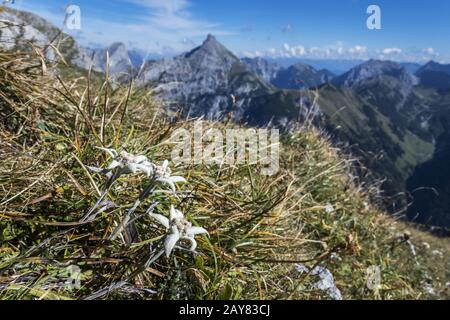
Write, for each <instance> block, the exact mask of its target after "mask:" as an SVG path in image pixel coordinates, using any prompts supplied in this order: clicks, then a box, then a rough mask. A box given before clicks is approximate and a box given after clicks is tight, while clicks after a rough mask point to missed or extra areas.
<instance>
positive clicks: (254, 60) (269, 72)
mask: <svg viewBox="0 0 450 320" xmlns="http://www.w3.org/2000/svg"><path fill="white" fill-rule="evenodd" d="M242 62H243V63H244V64H245V65H246V66H247V67H248V69H249V70H250V71H251V72H253V73H254V74H256V75H258V76H260V77H261V78H263V79H264V80H265V81H266V82H267V83H272V81H273V80H275V78H276V77H277V74H278V72H280V71H281V70H282V69H283V68H282V67H281V66H279V65H278V64H276V63H272V62H269V61H267V60H266V59H263V58H259V57H258V58H243V59H242Z"/></svg>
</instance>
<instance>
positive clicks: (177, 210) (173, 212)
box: [170, 206, 184, 220]
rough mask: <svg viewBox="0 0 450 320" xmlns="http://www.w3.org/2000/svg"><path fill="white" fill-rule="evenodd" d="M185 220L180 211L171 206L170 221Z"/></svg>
mask: <svg viewBox="0 0 450 320" xmlns="http://www.w3.org/2000/svg"><path fill="white" fill-rule="evenodd" d="M180 219H184V215H183V213H182V212H181V211H180V210H177V209H175V207H174V206H170V220H180Z"/></svg>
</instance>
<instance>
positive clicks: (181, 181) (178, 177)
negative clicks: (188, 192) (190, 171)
mask: <svg viewBox="0 0 450 320" xmlns="http://www.w3.org/2000/svg"><path fill="white" fill-rule="evenodd" d="M170 180H171V181H172V182H173V183H187V181H186V179H185V178H183V177H180V176H173V177H170Z"/></svg>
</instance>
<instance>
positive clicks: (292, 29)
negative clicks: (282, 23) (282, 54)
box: [281, 24, 294, 33]
mask: <svg viewBox="0 0 450 320" xmlns="http://www.w3.org/2000/svg"><path fill="white" fill-rule="evenodd" d="M281 31H282V32H284V33H290V32H293V31H294V27H293V26H292V24H287V25H285V26H282V27H281Z"/></svg>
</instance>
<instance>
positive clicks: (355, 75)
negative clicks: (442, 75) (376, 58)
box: [333, 59, 417, 87]
mask: <svg viewBox="0 0 450 320" xmlns="http://www.w3.org/2000/svg"><path fill="white" fill-rule="evenodd" d="M381 76H391V77H394V78H396V79H398V80H400V81H402V82H405V84H408V85H414V84H415V83H416V82H417V80H416V78H415V77H414V76H413V75H411V74H409V72H408V71H407V70H406V69H405V68H404V67H403V66H402V65H401V64H399V63H397V62H393V61H385V60H374V59H371V60H368V61H366V62H364V63H362V64H360V65H358V66H356V67H354V68H353V69H351V70H350V71H349V72H347V73H345V74H343V75H342V76H339V77H337V78H335V79H334V80H333V83H334V84H337V85H345V86H349V87H353V86H358V85H360V84H363V83H365V82H366V81H367V80H371V79H375V78H379V77H381Z"/></svg>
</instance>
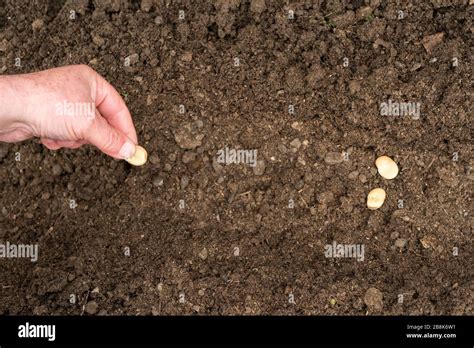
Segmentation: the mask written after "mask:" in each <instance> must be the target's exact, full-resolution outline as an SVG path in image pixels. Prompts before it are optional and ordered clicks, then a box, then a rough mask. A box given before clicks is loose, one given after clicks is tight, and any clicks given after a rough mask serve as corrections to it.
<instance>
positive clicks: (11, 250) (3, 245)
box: [0, 242, 38, 262]
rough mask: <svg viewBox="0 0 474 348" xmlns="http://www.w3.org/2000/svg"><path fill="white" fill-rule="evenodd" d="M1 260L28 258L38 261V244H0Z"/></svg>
mask: <svg viewBox="0 0 474 348" xmlns="http://www.w3.org/2000/svg"><path fill="white" fill-rule="evenodd" d="M0 258H27V259H30V260H31V262H36V261H38V244H13V243H10V242H6V243H5V244H0Z"/></svg>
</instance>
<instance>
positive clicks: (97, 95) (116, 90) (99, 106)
mask: <svg viewBox="0 0 474 348" xmlns="http://www.w3.org/2000/svg"><path fill="white" fill-rule="evenodd" d="M96 76H97V91H96V100H95V105H96V108H97V109H98V110H99V112H100V114H101V115H102V116H103V117H104V118H105V119H106V120H107V123H109V124H110V125H111V126H112V127H114V128H116V129H118V130H119V131H121V132H122V133H124V134H125V135H127V136H128V137H129V138H130V139H131V140H132V141H134V142H135V144H138V138H137V132H136V130H135V126H134V125H133V120H132V116H131V115H130V111H129V110H128V108H127V105H126V104H125V102H124V101H123V99H122V97H121V96H120V94H119V93H118V92H117V90H116V89H115V88H114V87H113V86H112V85H111V84H110V83H108V82H107V81H106V80H105V79H104V78H103V77H102V76H100V75H99V74H97V75H96Z"/></svg>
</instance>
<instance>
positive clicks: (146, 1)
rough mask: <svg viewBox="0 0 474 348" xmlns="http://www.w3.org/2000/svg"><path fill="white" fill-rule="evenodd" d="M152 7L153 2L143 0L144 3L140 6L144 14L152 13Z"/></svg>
mask: <svg viewBox="0 0 474 348" xmlns="http://www.w3.org/2000/svg"><path fill="white" fill-rule="evenodd" d="M152 6H153V1H152V0H142V3H141V4H140V8H141V10H142V11H144V12H150V10H151V7H152Z"/></svg>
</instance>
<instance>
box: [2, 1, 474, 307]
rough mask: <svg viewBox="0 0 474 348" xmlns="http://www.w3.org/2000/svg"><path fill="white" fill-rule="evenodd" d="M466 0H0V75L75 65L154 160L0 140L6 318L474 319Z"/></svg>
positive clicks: (472, 78)
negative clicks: (440, 314)
mask: <svg viewBox="0 0 474 348" xmlns="http://www.w3.org/2000/svg"><path fill="white" fill-rule="evenodd" d="M468 2H469V1H468V0H465V1H437V0H436V1H435V0H432V1H416V2H415V1H414V2H410V3H408V2H398V1H384V0H370V1H369V0H358V1H351V2H348V1H342V2H338V1H327V2H326V1H312V2H311V1H306V2H289V1H285V2H276V1H275V2H273V1H269V0H266V1H265V0H253V1H251V2H248V1H241V0H218V1H198V2H194V1H159V0H156V1H153V0H143V1H141V2H140V1H138V2H137V1H133V2H125V1H121V0H109V1H98V0H97V1H96V0H94V1H91V0H79V1H66V2H65V1H53V0H51V1H35V2H31V1H13V0H11V1H10V0H8V1H5V0H0V69H1V71H2V73H3V74H17V73H26V72H33V71H38V70H43V69H48V68H52V67H57V66H63V65H69V64H88V65H89V66H91V67H92V68H94V69H95V70H96V71H98V72H99V73H100V74H102V75H103V76H104V77H105V78H106V79H107V80H109V81H110V82H111V83H112V84H113V85H114V86H115V87H116V88H117V90H118V91H119V92H120V93H121V94H122V96H123V97H124V99H125V100H126V102H127V105H128V107H129V109H130V110H131V113H132V115H133V118H134V122H135V125H136V129H137V132H138V136H139V139H140V143H141V144H142V145H143V146H144V147H145V148H146V149H147V150H148V151H149V156H150V161H149V162H148V163H147V164H146V165H145V166H143V167H132V166H130V165H129V164H128V163H126V162H125V161H117V160H113V159H111V158H109V157H107V156H106V155H104V154H101V153H100V152H99V151H98V150H96V149H94V148H92V147H89V146H84V147H82V148H80V149H78V150H65V149H62V150H59V151H50V150H47V149H46V148H45V147H43V146H42V145H41V144H40V143H39V142H38V140H30V141H27V142H23V143H17V144H2V145H1V148H0V149H1V150H0V183H1V186H0V192H1V197H0V206H1V208H2V212H1V214H0V243H6V242H7V241H8V242H10V243H17V244H28V243H34V244H38V247H39V259H38V261H37V262H31V261H30V260H27V259H7V258H3V259H0V299H1V300H0V313H1V314H8V315H14V314H38V315H45V314H58V315H59V314H62V315H64V314H69V315H72V314H75V315H80V314H84V315H116V314H128V315H135V314H140V315H164V314H192V313H194V314H195V313H199V314H223V315H230V314H276V315H279V314H322V315H334V314H342V315H348V314H356V315H366V314H369V315H371V314H384V315H395V314H415V315H417V314H426V315H436V314H456V315H461V314H471V315H472V314H473V312H474V311H473V305H474V298H473V291H472V290H473V286H474V283H473V274H472V271H473V268H472V263H473V246H472V242H473V238H472V225H473V220H472V201H471V192H472V184H473V179H474V173H472V166H473V164H474V158H473V156H472V134H473V133H472V115H473V110H472V105H473V100H472V99H473V98H472V87H473V86H472V81H473V70H472V66H473V64H472V63H473V59H472V57H473V55H472V47H473V35H472V34H473V32H474V25H473V21H472V19H473V11H474V6H472V5H469V4H468ZM471 3H472V1H471ZM71 11H74V12H71ZM180 11H184V12H180ZM291 11H293V12H291ZM400 11H402V12H400ZM183 15H184V18H183ZM38 20H40V21H38ZM41 20H42V21H41ZM441 33H442V34H441ZM17 57H20V58H21V66H16V65H15V58H17ZM127 57H128V59H126V58H127ZM125 61H128V62H129V63H130V66H125ZM388 100H392V101H399V102H414V103H420V104H419V105H421V107H420V117H419V118H418V119H417V118H416V117H411V116H407V115H405V116H382V115H381V112H380V105H381V103H383V102H387V101H388ZM293 108H294V112H290V111H293ZM295 139H297V140H295ZM226 146H227V147H229V148H234V149H256V150H257V151H258V161H259V162H258V165H257V166H256V167H255V168H252V167H251V166H249V165H246V164H233V165H222V164H220V163H218V162H217V161H216V154H217V151H218V150H219V149H223V148H225V147H226ZM380 155H388V156H390V157H392V158H393V159H394V160H395V161H396V162H397V163H398V165H399V167H400V173H399V175H398V177H397V178H395V179H394V180H385V179H383V178H382V177H381V176H380V175H379V174H378V173H377V170H376V168H375V164H374V162H375V159H376V158H377V157H378V156H380ZM375 187H382V188H384V189H385V190H386V192H387V199H386V201H385V204H384V205H383V206H382V208H380V209H379V210H369V209H367V207H366V196H367V193H368V192H369V191H370V190H371V189H373V188H375ZM71 200H73V201H71ZM74 203H75V204H74ZM293 203H294V206H293ZM333 242H336V243H338V244H362V245H363V246H364V248H365V257H364V260H363V261H358V260H357V259H356V258H328V257H326V255H325V246H326V245H328V244H332V243H333ZM400 295H403V296H400Z"/></svg>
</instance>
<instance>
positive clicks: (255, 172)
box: [253, 160, 265, 175]
mask: <svg viewBox="0 0 474 348" xmlns="http://www.w3.org/2000/svg"><path fill="white" fill-rule="evenodd" d="M253 173H254V174H255V175H263V174H264V173H265V161H262V160H259V161H257V165H256V166H255V167H253Z"/></svg>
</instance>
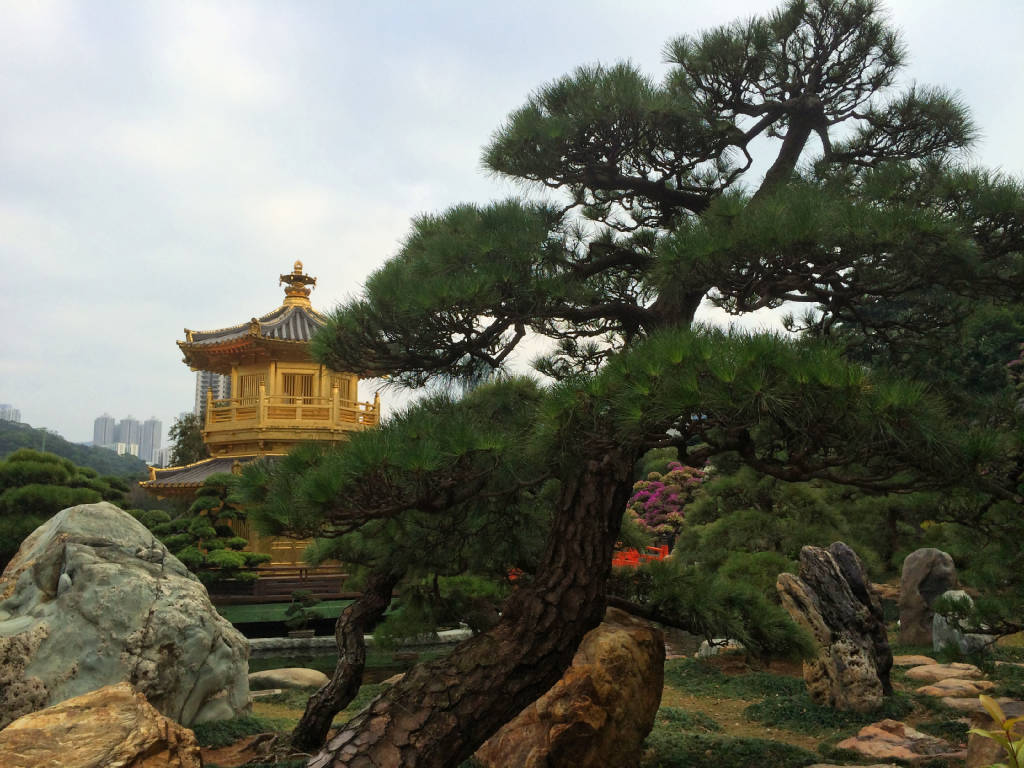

________________

HOW TO COMPLETE THIS TASK
Can you copy, word for word, everything from the start of the listing down through the line containing "positive clicks: (254, 60) (269, 72)", leaving the pictures out of your answer?

WRITTEN ANSWER
Write, for each <instance> block, the exact mask of its target after "mask:" as an SVG path in image pixel coordinates, using any prompts supplied in this order: clicks, then a box, then a rough mask. A box given before clicks is approximate and a box given after clicks is tight, while clicks after a rough mask point to missed or extra areas.
<instance>
positive clicks: (254, 60) (269, 72)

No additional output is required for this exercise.